▶ **CONSIGNE**
Rédigez la suite du discours contre Salluste reproduit plus bas, en commençant juste après sa dernière phrase.

▶ **EXTRAIT**
Quel n'a pas encore été ton aveuglement,
lorsque tu as tenté de m'exposer aux traits de l'envie
en parlant de mes affaires domestiques ! Mes richesses sont
bien au-dessous de ce qu'elles devraient être : et
plût aux dieux que je fusse moins opulent que je ne le
suis, et que mes amis encore pleins de vie ne m'eussent point
enrichi par leurs testaments ! Tu me traites de fugitif ;
oui, Salluste, j'ai cédé à la fureur
d'un tribun, aimant mieux m'exposer seul aux atteintes du
sort que d'être la cause d'une guerre civile dont tout
le peuple romain eût été la victime.
Mais, quand ce tribun eut achevé son année
tumultueuse, et quand la concorde et la paix eurent
succédé au désordre, le sénat
provoqua mon rappel et la république me ramena par la
main au sein de ma patrie. Oui, il l'emporte dans mon coeur
sur tous les autres jours de ma vie, ce jour où je
vous vis tous accourir au milieu d'un peuple immense pour me
féliciter sur mon heureux retour. Etais-je donc alors
un fugitif, un avocat mercenaire ?
IV. Non, il n'est point surprenant que j'aie
mérité la bienveillance de mes concitoyens : je
ne me suis jamais fait l'esclave de personne, et mes services
n'ont jamais été mis à prix ; mais,
suivant ce que chaque citoyen avait fait pour la
république, il devenait mon ami ou mon ennemi. Tous
mes efforts tendaient à faire prévaloir la
concorde ; d'autres nourrissaient de coupables
espérances parmi le peuple. Je n'ai jamais craint que
les lois ; d'autres voulaient qu'on ne redoutât que
leur épée. Je n'ai jamais ambitionné le
pouvoir que pour vous ; plusieurs d'entre vous, se confiant
dans leur puissance, ont abusé contre vous de leurs
forces. Ne soyez donc point étonnés si j'ai
dédaigné l'amitié de quiconque ne s'est
point montré l'ami constant de sa patrie. Je ne me
repens ni d'avoir prêté mon ministère
à Vatinius, qui, traduit en justice, me l'avait
demandé, ni d'avoir gourmandé la patience de
Bibulus, ni d'avoir réprimé l'insolence de
Sextius, ni d'avoir applaudi aux vertus de César :
tout bon citoyen en serait loué et mériterait
de l'être. Si toutes ces actions sont à tes yeux
des vices, tu seras puni de ta témérité
; car de pareils vices ne trouveront jamais de censeurs. J'en
dirais davantage, si j'avais à me justifier devant
d'autres que vous, pères conscrits, vous que j'ai
toujours eus pour régulateurs de ma conduite. Au
reste, quand les faits parlent, l'orateur doit se
taire.
V. Or maintenant, Salluste, pour en revenir à toi,
j'éviterai de parler de ton père : sa vie fut
sans doute irréprochable ; toutefois il fit une
cruelle injure à la république, lorsqu'il
engendra un fils tel que toi. J'éviterai aussi de
parler de ton enfance, car ce serait peut-être accuser
ton père, qui dut en prendre soin ; mais j'examinerai
comment tu t'es conduit dans ta jeunesse : un pareil examen
donnera facilement à entendre combien fut dissolue
l'enfance de celui qui, en grandissant, fol si impudique et
si effronté. Quand le honteux revenu que tu retirais
du trafic le plus infâme ne put suffire à ton
extrême voracité, et que, passant de mode, ton
âge ne te permit plus de te livrer à une
exécrable prostitution, on te vit, emporté par
les mouvements les plus déréglés,
essayer sur autrui ce que tu n'avais pas jugé
déshonorant sur toi. Il n'est point facile,
pères conscrits, de décider si de pareilles
infamies ont augmenté ou diminué sa fortune.

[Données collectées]
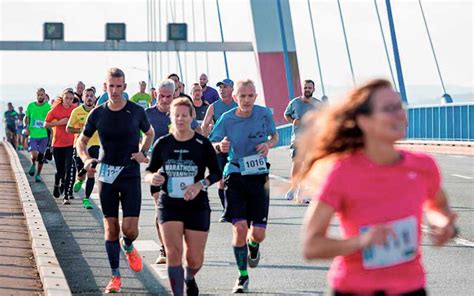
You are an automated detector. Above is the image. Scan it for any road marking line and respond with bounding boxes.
[268,174,291,183]
[421,224,474,248]
[451,174,474,180]
[133,240,160,252]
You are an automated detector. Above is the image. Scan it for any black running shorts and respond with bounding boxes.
[224,173,270,227]
[99,176,142,218]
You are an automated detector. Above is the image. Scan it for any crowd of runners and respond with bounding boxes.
[4,68,457,295]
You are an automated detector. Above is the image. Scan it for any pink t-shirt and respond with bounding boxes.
[315,151,440,294]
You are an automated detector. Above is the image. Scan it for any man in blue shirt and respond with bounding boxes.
[285,79,322,203]
[209,79,278,293]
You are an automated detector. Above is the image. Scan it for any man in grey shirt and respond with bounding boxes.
[285,79,322,203]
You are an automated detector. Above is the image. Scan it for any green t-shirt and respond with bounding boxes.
[25,102,51,139]
[130,92,152,109]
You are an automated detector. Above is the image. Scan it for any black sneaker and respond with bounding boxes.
[232,276,250,294]
[184,278,199,296]
[53,185,61,198]
[247,243,260,268]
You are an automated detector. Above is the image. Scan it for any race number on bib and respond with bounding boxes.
[239,154,268,175]
[99,163,124,184]
[168,176,194,198]
[360,216,418,269]
[33,120,44,128]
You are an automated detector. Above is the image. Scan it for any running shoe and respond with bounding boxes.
[247,243,260,268]
[53,185,61,198]
[155,246,166,264]
[28,164,36,177]
[104,276,122,294]
[184,278,199,296]
[82,198,94,210]
[72,180,84,193]
[232,276,250,294]
[120,238,143,272]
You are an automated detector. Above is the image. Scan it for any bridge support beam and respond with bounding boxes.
[250,0,301,124]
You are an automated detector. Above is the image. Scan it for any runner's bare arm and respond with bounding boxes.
[302,202,392,260]
[201,105,214,136]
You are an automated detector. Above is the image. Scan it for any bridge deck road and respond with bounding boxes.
[21,148,474,295]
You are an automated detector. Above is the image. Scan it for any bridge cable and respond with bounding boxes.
[337,0,355,86]
[308,0,326,96]
[418,0,446,94]
[374,0,398,92]
[202,0,210,75]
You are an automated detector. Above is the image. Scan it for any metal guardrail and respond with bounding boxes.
[277,103,474,147]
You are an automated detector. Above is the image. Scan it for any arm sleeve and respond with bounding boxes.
[139,107,151,133]
[82,108,99,138]
[204,139,222,185]
[209,116,226,142]
[285,101,294,118]
[145,139,163,173]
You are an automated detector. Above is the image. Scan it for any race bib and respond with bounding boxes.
[360,216,418,269]
[168,176,194,198]
[239,154,268,175]
[137,101,148,109]
[33,120,44,128]
[99,163,124,184]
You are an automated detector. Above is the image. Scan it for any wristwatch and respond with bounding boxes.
[199,179,209,192]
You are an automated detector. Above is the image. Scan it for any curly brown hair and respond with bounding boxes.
[294,79,392,182]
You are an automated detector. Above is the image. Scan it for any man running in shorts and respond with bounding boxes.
[130,81,151,109]
[66,88,100,209]
[201,79,237,222]
[284,79,322,203]
[209,79,278,293]
[25,88,51,182]
[76,68,154,293]
[145,79,175,264]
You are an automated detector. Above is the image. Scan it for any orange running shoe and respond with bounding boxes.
[105,276,122,293]
[125,247,143,272]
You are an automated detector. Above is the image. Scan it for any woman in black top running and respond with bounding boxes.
[145,98,222,295]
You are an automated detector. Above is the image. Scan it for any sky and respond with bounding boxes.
[0,0,474,125]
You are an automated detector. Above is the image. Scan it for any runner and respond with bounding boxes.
[3,103,18,149]
[76,68,153,293]
[74,81,86,105]
[199,73,219,104]
[130,81,151,109]
[145,98,222,296]
[16,106,27,151]
[146,79,175,264]
[44,89,76,205]
[209,79,278,293]
[66,88,100,210]
[285,79,322,203]
[25,88,51,182]
[191,83,209,125]
[295,80,456,296]
[201,79,237,222]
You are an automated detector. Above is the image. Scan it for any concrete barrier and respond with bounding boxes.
[1,141,72,296]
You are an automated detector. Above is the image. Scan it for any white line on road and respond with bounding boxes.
[269,174,291,183]
[451,174,474,180]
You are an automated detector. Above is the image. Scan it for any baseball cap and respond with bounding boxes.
[216,78,234,87]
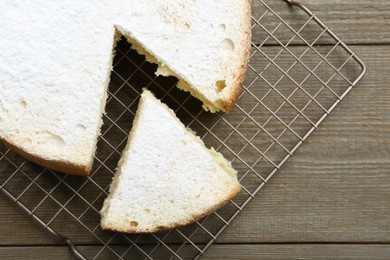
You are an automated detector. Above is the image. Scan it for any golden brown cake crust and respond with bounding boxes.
[102,185,242,234]
[222,0,252,113]
[2,140,91,176]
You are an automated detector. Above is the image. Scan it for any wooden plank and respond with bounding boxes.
[0,244,390,260]
[0,46,390,245]
[252,0,390,44]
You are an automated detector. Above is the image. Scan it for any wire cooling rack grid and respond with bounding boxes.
[0,0,365,259]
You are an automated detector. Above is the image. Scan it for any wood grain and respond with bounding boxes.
[0,0,390,259]
[0,244,390,260]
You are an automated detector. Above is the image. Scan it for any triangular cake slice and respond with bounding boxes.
[101,90,241,233]
[0,0,251,175]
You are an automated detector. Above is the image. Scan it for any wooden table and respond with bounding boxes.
[0,0,390,259]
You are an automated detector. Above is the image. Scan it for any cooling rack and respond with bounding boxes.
[0,0,366,259]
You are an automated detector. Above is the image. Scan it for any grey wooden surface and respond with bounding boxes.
[0,0,390,259]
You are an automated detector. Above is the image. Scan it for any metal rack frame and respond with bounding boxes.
[0,0,366,259]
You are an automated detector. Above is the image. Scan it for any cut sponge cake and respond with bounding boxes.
[101,90,241,233]
[0,0,250,175]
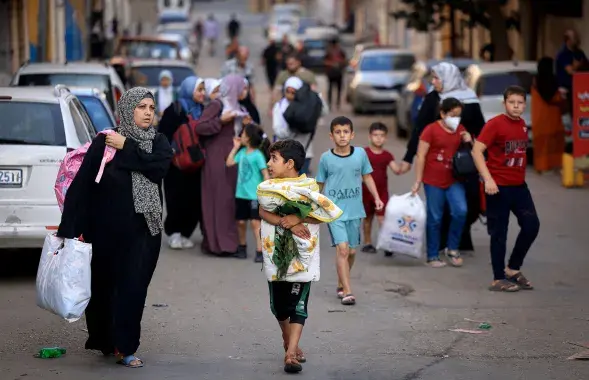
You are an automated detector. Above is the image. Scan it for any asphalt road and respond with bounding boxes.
[0,0,589,380]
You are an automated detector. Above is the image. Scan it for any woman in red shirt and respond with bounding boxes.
[411,98,472,268]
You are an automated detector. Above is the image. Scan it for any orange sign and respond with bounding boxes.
[572,73,589,157]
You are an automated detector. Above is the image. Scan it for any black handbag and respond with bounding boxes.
[452,143,478,178]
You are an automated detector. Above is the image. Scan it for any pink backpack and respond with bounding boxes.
[53,129,117,212]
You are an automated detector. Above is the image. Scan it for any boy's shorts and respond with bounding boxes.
[327,219,362,248]
[235,198,260,220]
[362,190,389,217]
[268,281,311,325]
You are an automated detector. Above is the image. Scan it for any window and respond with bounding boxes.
[69,101,92,144]
[18,73,115,109]
[0,102,66,146]
[129,65,196,87]
[360,54,415,71]
[476,71,534,96]
[78,95,115,132]
[72,98,96,139]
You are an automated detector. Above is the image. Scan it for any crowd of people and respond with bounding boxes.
[58,20,586,372]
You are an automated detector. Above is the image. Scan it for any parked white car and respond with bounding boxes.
[12,62,125,115]
[0,85,96,248]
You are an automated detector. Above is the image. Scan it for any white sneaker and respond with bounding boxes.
[168,232,182,249]
[180,236,194,249]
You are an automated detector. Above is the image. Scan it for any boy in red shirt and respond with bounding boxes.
[472,86,540,292]
[411,98,472,268]
[362,122,401,256]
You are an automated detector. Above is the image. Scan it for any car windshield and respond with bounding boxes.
[130,66,196,87]
[304,40,325,49]
[477,71,534,96]
[117,40,179,59]
[0,102,66,146]
[18,73,115,109]
[77,95,115,133]
[360,54,415,71]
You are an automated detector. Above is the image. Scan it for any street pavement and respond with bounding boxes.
[0,0,589,380]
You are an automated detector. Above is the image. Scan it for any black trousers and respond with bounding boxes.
[487,184,540,280]
[440,176,481,251]
[327,75,344,108]
[164,165,202,238]
[86,220,162,355]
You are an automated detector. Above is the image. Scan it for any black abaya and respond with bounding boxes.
[158,103,202,238]
[403,91,485,251]
[57,134,172,355]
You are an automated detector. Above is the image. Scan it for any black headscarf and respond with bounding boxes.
[536,57,558,103]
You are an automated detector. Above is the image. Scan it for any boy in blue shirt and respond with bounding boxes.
[316,116,383,305]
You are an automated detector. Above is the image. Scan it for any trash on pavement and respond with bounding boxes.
[450,329,487,334]
[35,347,66,359]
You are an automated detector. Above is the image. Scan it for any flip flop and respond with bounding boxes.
[342,293,356,305]
[117,355,143,368]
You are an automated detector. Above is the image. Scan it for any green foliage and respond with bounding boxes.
[391,0,520,32]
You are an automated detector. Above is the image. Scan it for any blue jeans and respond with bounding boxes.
[423,182,467,261]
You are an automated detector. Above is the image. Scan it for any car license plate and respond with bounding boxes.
[309,50,325,58]
[0,169,22,187]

▶ **RÉPONSE**
Son père était vivant encore, quand il eut la
bassesse de mettre sa maison en vente ; il la vendit, et l'on
ne peut douter qu'il n'ait hâté sa mort,
puisque, sans attendre qu'il eût fermé les yeux
à la lumière, il disposait de tout en
héritier. Et il ne rougit pas de me demander qui
habite la maison de P. Crassus, lui qui ne pourrait pas dire
qui habite celle de son père ! Mais, s'il a failli,
dira-t-on, il faut en accuser l'inexpérience de sa
jeunesse ; il s'est sans doute corrigé dans la suite.
Nullement, car il se jeta dans la société du
sacrilège Nigidius, et, traduit deux fois en justice,
il courut le plus grand danger ; toutefois il s'en tira si
mal, que ses juges parurent plutôt coupables que lui ne
parut innocent. Parvenu au premier degré des honneurs
en obtenant la questure, il fut ensuite admis dans le
sénat ; mais il ne tarda pas à mépriser
une dignité dont pouvait être revêtu
l'homme le plus vil, puisqu'elle lui avait été
donnée. Aussi, dès qu'il fut devenu l'opprobre
de toutes les mères, craignant que ses
déportements vous restassent inconnus, il eut l'audace
de vous confesser un adultère, et votre aspect ne le
fit pas même rougir. Tu peux vivre comme il te
plaît, Salluste, et faire tout ce que tu voudras ; mais
qu'il te suffise de n'avoir que toi seul pour complice de tes
crimes, et ne nous fais pas un reproche de notre insouciance
et de notre léthargie. Quelque attentifs que nous
soyons à veiller sur la chasteté de nos
épouses, nous ne le sommes point encore assez pour que
tu ne puisses nous surprendre ; toutes nos précautions
cèdent devant ton audace : qui pourrait, en effet,
retenir celui qui n'a pas eu honte de confesser en plein
sénat un adultère ?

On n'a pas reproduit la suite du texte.